» EXCERPT PROVIDED

In January 2020 Nature published “International evaluation of an AI system for breast cancer screening” by Scott Mayer McKinney and colleagues at Google Health and DeepMind. It was a high-profile claim that an AI system could improve on radiologists at reading screening mammograms, evaluated on large datasets from both the United Kingdom and the United States.
The study reported that, compared with the clinical decisions actually made, the AI system produced an absolute reduction of 5.7 percent (US) and 1.2 percent (UK) in false positives and 9.4 percent (US) and 2.7 percent (UK) in false negatives. In a separate reader study with six radiologists, the system’s area under the ROC curve exceeded the average radiologist by 11.5 percentage points, and the authors suggested it could cut the second-reader workload in the UK’s double-reading process by 88 percent while remaining non-inferior.

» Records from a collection
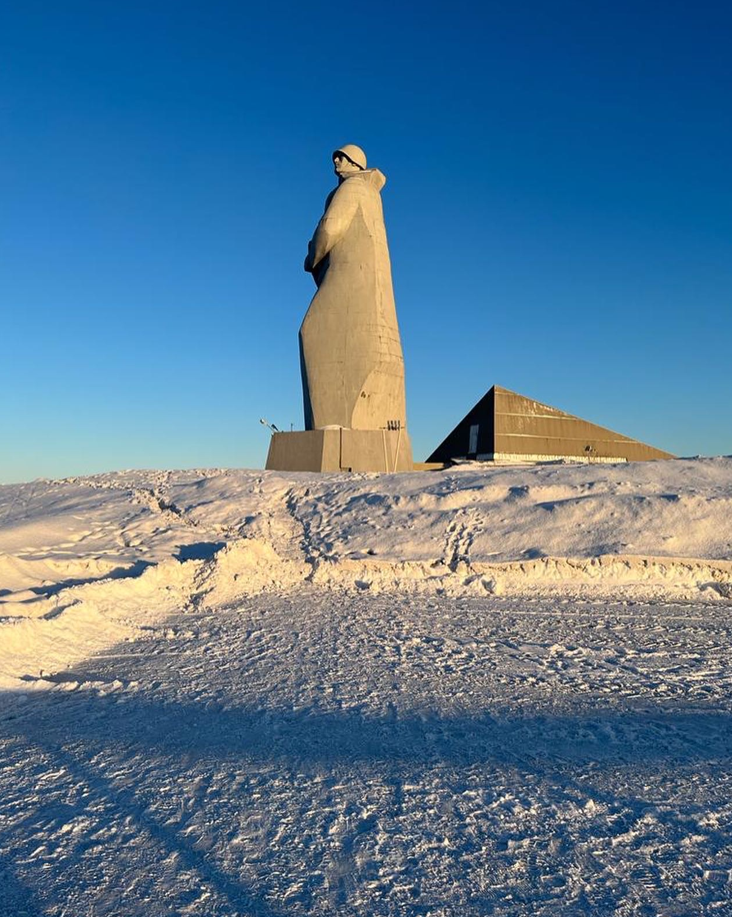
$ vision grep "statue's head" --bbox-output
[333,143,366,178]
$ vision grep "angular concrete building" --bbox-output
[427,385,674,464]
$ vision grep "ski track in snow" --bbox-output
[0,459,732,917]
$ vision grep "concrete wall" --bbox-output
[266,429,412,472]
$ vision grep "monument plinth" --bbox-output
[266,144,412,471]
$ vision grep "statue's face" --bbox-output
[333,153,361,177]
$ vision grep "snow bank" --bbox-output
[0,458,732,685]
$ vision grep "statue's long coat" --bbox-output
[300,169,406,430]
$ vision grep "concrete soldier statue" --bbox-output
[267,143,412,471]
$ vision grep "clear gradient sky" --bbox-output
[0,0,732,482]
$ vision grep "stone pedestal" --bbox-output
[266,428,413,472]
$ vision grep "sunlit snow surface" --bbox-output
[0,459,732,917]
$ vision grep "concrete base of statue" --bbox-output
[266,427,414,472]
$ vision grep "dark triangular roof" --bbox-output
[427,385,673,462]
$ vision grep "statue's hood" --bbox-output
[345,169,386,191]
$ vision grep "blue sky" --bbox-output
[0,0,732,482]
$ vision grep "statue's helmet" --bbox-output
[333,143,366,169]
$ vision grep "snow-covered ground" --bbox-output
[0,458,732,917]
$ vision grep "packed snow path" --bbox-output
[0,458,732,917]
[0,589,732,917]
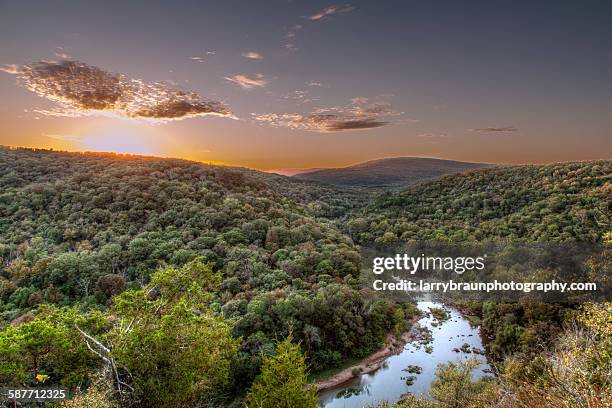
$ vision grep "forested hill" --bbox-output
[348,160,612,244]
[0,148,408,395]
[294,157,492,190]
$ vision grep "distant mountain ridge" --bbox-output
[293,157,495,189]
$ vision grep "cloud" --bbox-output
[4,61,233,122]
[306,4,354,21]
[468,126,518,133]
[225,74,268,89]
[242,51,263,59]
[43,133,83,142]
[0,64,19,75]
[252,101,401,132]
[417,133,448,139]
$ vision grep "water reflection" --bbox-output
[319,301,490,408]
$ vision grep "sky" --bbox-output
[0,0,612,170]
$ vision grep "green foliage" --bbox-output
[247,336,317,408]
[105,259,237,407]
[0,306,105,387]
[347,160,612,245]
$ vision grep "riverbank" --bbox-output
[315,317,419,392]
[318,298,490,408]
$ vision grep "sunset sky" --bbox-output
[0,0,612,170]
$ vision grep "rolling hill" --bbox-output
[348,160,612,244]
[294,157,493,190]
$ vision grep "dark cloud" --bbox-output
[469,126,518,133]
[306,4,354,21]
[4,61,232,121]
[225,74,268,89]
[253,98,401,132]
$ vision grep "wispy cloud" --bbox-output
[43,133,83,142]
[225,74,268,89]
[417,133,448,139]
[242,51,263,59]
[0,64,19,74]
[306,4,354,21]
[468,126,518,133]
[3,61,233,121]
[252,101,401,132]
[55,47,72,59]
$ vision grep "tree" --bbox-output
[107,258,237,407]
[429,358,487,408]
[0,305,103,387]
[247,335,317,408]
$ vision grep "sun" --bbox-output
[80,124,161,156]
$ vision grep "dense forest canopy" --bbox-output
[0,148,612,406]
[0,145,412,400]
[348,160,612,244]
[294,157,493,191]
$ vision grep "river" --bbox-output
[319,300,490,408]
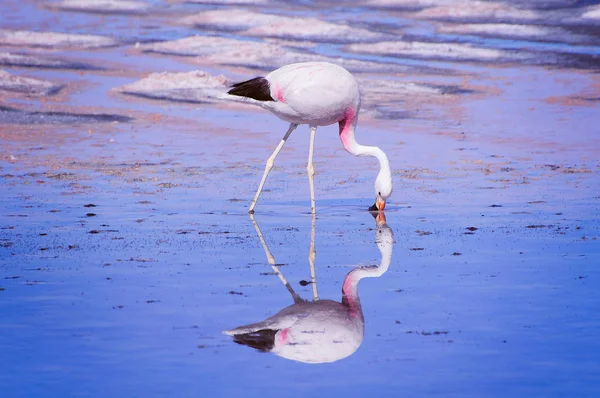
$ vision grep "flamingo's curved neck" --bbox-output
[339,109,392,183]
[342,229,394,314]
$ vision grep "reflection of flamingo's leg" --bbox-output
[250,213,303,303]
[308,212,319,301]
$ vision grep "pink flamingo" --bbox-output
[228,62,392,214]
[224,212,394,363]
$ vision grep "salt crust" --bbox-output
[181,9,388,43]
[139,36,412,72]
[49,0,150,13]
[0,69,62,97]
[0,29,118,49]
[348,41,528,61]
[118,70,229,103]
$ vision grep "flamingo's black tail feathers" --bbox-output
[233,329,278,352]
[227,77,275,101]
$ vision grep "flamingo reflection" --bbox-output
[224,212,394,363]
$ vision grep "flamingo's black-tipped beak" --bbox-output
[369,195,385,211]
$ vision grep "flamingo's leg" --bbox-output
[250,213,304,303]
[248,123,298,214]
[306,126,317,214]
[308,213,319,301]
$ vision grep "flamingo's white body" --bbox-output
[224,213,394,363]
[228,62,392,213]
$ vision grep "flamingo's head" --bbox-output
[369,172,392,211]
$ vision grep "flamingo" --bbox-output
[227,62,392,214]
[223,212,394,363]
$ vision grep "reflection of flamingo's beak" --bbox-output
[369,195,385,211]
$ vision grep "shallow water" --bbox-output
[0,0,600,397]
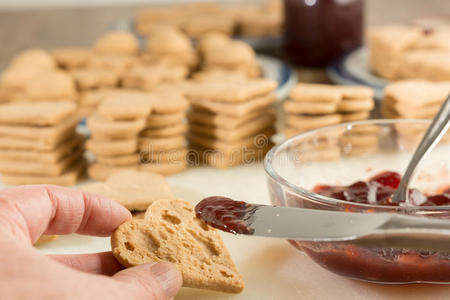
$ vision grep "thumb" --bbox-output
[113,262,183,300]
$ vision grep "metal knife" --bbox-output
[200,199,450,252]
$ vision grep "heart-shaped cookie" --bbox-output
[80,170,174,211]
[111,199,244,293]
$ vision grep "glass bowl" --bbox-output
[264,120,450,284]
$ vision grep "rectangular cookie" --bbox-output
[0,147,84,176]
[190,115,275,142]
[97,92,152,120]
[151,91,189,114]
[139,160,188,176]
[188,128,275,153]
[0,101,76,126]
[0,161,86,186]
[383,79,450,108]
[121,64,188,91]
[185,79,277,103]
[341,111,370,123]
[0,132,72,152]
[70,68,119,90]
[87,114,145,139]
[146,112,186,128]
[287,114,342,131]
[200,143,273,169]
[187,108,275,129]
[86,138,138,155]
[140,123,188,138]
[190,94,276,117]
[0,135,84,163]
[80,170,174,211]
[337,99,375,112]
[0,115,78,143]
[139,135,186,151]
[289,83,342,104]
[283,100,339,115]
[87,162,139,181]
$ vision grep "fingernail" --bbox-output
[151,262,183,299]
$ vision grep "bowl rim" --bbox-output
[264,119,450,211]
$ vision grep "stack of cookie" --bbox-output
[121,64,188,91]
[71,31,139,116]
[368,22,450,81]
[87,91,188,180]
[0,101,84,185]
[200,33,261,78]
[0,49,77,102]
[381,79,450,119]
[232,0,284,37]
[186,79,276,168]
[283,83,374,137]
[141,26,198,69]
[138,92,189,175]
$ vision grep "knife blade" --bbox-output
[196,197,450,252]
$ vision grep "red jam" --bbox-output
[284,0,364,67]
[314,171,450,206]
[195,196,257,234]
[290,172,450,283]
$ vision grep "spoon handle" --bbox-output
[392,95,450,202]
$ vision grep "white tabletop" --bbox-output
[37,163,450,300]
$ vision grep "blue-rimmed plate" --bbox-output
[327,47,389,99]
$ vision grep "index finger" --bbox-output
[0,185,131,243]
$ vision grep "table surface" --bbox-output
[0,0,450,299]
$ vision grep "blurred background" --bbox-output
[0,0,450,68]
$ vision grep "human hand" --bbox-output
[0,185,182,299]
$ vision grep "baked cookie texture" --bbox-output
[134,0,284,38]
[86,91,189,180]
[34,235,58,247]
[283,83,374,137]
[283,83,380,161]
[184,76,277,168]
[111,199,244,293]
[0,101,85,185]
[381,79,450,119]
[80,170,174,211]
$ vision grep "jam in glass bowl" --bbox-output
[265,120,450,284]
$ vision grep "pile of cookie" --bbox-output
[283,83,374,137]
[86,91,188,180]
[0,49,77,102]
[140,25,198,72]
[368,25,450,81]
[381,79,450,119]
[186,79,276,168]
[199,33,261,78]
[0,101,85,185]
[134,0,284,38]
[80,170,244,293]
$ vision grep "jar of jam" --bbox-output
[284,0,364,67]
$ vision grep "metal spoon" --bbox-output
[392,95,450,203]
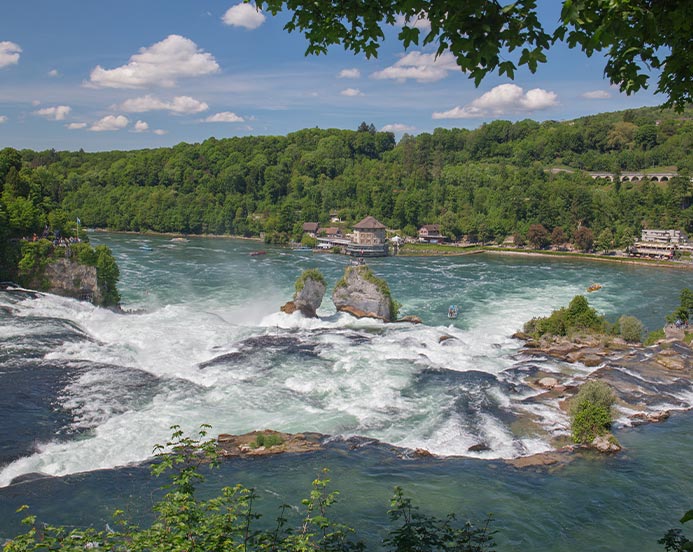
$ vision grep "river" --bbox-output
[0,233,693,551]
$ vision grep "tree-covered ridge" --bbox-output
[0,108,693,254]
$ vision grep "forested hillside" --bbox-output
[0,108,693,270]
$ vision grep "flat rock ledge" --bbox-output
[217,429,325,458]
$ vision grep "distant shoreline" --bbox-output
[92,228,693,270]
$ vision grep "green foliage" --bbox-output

» EXPLORE THE MATERIAL
(a) In the passage on the AI breast cancer screening study, by what percentage did the authors suggest the system could reduce the second-reader workload in the UK's double-reading process?
(b) Continue the passage on the AI breast cancer screening study from the point where it stops.

» ANSWER SET
(a) By 88 percent, while remaining non-inferior.

(b)
The paper was influential but also became a focal point for debate about reproducibility in medical AI. A widely read commentary in Nature criticized the study for not releasing its code or model, arguing that without them the results could not be independently verified, a concern that shaped later expectations for transparency in clinical AI publications.
For a business or general reader, this milestone captures both the promise and the friction of medical AI: a credible result on a disease that affects millions, paired with a public argument over what evidence is needed before such a system can be trusted and deployed.